_Excerpted passage_
◆ ◆ ◆ ◆ ◆ ◆ ◆

Evidence for increased noradrenaline release from subcortical brain regions in essential hypertension
- PMID: 8301103
Evidence for increased noradrenaline release from subcortical brain regions in essential hypertension
Abstract
Objective: To test whether the activation of the sympathetic nervous system that is common in essential hypertension derives from subcortical noradrenergic neuronal excitation.
Design and methods: We performed a radionuclide cerebral venous sinus scan, using technetium-99m, to establish which internal jugular vein predominantly drained the cortical (the major jugular vein) and which the subcortical (minor jugular vein) brain regions. Blood samples were then collected simultaneously from catheters placed percutaneously in the brachial artery or radial artery and high in the internal jugular vein in 11 untreated hypertensive patients and 18 normotensive subjects, for determination of the plasma concentrations of noradrenaline, its precursor dihydroxyphenylalanine (DOPA) and its metabolite dihydroxyphenylglycol (DHPG) to calculate their rates of overflow into the cerebrovascular circulation.

◆ ◆ ◆ ◆ ◆ ◆ ◆

_Work to be completed_
List the substances whose plasma concentrations were determined in the hypertension abstract. Rely only on the abstract above for the task that comes next.

_Listed entries_
◆ ◆ ◆ ◆ ◆ ◆ ◆

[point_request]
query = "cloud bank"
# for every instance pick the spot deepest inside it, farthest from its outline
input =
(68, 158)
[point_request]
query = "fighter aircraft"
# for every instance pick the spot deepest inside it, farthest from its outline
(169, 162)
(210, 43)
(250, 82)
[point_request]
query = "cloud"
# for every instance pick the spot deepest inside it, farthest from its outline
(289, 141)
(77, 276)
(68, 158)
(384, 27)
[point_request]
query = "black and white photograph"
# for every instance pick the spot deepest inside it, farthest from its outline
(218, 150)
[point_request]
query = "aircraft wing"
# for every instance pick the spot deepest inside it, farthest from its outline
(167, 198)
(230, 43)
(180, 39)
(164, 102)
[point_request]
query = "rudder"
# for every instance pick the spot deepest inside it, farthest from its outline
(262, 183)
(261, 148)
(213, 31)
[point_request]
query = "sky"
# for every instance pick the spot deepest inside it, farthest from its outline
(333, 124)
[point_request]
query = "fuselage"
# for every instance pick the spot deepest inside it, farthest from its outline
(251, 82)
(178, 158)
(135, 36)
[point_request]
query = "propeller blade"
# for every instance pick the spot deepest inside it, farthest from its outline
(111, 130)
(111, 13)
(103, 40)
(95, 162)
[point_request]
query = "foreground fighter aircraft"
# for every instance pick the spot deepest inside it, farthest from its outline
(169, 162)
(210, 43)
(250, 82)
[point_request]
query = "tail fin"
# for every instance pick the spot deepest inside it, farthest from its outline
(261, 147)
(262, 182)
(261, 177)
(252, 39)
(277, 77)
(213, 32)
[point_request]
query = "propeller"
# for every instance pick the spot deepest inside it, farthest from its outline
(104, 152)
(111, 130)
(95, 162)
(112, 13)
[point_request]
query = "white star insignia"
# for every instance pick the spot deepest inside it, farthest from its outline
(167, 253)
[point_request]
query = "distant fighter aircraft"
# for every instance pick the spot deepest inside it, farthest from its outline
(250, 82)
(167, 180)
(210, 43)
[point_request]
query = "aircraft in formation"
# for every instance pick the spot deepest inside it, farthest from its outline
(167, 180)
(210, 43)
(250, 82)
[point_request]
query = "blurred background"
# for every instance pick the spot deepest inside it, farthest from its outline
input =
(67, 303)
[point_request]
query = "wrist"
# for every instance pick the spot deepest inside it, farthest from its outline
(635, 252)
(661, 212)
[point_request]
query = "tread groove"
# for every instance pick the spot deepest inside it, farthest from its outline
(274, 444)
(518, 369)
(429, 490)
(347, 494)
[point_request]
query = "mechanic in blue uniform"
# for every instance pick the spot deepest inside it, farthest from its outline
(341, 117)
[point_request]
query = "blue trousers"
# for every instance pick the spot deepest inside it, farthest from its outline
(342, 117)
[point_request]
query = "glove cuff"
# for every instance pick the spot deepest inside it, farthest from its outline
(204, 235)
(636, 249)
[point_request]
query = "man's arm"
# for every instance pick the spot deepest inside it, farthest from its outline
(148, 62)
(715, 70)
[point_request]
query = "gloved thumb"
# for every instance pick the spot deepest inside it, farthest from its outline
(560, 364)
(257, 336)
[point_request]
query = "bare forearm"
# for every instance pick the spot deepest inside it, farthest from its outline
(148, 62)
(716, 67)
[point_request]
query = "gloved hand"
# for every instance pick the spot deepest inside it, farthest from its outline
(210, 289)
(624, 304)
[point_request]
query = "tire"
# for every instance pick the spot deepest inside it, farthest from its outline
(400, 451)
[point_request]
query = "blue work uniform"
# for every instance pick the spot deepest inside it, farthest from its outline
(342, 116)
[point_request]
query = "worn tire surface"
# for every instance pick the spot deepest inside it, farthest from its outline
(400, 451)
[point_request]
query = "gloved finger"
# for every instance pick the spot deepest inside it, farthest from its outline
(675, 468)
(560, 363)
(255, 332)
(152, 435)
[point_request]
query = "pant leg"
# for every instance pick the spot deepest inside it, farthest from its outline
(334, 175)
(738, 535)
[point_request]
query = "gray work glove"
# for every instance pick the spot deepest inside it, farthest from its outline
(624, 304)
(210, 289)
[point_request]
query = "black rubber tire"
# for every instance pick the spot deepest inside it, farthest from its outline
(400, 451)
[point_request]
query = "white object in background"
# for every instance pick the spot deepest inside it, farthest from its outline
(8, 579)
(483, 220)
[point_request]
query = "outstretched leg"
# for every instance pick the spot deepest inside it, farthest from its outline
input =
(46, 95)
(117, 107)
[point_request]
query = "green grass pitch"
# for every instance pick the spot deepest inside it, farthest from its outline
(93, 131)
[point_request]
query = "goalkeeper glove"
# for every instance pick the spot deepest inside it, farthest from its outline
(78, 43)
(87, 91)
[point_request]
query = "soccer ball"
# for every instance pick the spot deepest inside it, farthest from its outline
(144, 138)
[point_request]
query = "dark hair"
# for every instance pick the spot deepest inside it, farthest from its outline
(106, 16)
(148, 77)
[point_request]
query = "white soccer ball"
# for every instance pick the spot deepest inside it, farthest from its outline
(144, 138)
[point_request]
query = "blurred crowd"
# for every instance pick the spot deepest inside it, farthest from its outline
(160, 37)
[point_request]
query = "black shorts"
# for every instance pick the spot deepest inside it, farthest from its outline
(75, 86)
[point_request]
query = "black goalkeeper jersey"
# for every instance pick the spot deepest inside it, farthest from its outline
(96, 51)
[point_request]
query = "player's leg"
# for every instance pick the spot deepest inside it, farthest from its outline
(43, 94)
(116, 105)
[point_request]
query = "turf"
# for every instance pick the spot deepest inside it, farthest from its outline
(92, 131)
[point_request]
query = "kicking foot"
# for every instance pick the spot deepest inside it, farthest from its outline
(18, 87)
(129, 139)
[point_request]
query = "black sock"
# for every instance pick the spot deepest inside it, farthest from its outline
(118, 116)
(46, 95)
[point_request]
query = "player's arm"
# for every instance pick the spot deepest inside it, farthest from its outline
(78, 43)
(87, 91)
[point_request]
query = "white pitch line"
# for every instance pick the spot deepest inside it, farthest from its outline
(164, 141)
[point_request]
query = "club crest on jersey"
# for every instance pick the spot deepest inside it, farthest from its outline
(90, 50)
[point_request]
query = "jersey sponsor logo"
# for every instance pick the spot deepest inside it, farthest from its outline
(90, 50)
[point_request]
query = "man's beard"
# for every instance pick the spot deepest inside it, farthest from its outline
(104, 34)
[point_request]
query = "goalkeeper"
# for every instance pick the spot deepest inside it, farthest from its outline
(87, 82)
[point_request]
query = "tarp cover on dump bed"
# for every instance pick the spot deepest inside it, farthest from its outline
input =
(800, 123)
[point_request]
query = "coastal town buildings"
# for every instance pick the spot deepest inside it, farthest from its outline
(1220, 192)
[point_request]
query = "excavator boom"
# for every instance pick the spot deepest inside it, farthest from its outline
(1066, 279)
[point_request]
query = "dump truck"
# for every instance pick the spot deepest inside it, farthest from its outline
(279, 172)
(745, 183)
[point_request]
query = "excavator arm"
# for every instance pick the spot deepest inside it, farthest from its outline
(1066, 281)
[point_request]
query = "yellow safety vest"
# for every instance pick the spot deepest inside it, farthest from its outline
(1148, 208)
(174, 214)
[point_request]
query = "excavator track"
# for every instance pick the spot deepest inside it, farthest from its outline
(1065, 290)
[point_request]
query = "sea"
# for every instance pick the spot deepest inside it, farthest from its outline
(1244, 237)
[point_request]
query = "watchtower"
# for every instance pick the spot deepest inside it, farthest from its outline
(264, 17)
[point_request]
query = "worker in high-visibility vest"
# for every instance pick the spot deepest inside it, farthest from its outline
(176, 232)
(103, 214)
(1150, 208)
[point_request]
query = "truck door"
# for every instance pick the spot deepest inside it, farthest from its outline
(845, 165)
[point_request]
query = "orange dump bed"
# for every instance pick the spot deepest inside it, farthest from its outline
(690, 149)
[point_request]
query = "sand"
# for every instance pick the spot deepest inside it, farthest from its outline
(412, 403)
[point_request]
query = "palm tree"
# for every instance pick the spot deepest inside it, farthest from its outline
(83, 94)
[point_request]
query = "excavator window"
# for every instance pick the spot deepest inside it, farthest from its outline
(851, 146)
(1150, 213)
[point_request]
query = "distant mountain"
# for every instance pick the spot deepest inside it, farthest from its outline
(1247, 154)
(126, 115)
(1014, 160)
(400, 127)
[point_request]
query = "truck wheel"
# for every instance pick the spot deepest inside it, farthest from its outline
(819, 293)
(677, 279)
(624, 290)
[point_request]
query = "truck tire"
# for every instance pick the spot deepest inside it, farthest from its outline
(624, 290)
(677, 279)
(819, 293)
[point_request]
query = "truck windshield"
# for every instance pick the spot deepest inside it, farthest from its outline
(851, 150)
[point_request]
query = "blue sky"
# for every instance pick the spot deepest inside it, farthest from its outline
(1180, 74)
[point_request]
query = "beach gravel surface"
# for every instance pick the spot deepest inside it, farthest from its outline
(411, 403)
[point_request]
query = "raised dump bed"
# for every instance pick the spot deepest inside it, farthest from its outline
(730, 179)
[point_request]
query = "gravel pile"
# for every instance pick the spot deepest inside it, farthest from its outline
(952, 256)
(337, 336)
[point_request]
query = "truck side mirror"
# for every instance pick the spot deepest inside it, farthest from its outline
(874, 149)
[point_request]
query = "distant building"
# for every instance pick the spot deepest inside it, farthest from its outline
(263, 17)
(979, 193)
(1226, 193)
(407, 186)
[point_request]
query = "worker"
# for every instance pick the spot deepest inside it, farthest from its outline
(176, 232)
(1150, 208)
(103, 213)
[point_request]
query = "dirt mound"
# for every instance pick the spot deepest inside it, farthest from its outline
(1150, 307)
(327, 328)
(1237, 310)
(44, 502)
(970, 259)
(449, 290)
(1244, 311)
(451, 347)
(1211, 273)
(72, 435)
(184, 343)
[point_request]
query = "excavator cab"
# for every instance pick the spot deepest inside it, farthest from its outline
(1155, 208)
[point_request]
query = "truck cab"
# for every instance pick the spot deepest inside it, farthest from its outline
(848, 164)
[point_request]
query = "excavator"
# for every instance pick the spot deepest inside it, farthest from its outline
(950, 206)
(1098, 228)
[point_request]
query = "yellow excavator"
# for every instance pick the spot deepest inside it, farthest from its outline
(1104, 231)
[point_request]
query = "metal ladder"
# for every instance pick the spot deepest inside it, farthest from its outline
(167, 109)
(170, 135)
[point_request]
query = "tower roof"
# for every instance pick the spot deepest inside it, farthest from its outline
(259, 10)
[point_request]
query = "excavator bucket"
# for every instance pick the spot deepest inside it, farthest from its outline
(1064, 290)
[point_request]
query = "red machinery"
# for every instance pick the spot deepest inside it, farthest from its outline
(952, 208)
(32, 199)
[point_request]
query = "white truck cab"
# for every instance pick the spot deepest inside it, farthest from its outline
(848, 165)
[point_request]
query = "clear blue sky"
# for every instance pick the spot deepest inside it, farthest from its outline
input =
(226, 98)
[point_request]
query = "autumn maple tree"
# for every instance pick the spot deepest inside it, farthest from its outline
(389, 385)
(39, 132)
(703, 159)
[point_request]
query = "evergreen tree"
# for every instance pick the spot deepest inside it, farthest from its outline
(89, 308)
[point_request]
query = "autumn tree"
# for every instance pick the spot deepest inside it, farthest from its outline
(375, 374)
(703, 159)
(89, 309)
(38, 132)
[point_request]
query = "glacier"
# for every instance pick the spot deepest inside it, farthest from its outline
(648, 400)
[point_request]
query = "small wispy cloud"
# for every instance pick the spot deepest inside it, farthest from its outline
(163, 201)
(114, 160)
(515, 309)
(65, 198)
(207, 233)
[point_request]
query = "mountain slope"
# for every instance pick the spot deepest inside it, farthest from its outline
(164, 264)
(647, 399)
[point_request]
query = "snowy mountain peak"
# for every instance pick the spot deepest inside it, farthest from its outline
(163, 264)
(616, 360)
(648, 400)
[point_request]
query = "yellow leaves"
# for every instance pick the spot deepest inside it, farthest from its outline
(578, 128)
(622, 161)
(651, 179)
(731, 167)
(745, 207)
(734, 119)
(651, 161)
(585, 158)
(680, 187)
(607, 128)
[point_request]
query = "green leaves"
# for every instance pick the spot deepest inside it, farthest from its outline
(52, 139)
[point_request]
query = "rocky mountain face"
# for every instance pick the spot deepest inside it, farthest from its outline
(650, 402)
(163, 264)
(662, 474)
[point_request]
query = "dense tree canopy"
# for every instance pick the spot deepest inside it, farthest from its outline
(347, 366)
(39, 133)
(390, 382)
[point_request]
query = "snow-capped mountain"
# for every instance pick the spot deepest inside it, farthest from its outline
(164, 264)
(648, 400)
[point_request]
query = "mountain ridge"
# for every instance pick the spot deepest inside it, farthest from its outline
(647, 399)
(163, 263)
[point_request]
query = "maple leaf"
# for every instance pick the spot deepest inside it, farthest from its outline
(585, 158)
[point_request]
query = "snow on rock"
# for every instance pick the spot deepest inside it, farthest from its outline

◆ ◆ ◆ ◆ ◆ ◆ ◆

_Response to the task_
Noradrenaline, dihydroxyphenylalanine (DOPA), and dihydroxyphenylglycol (DHPG).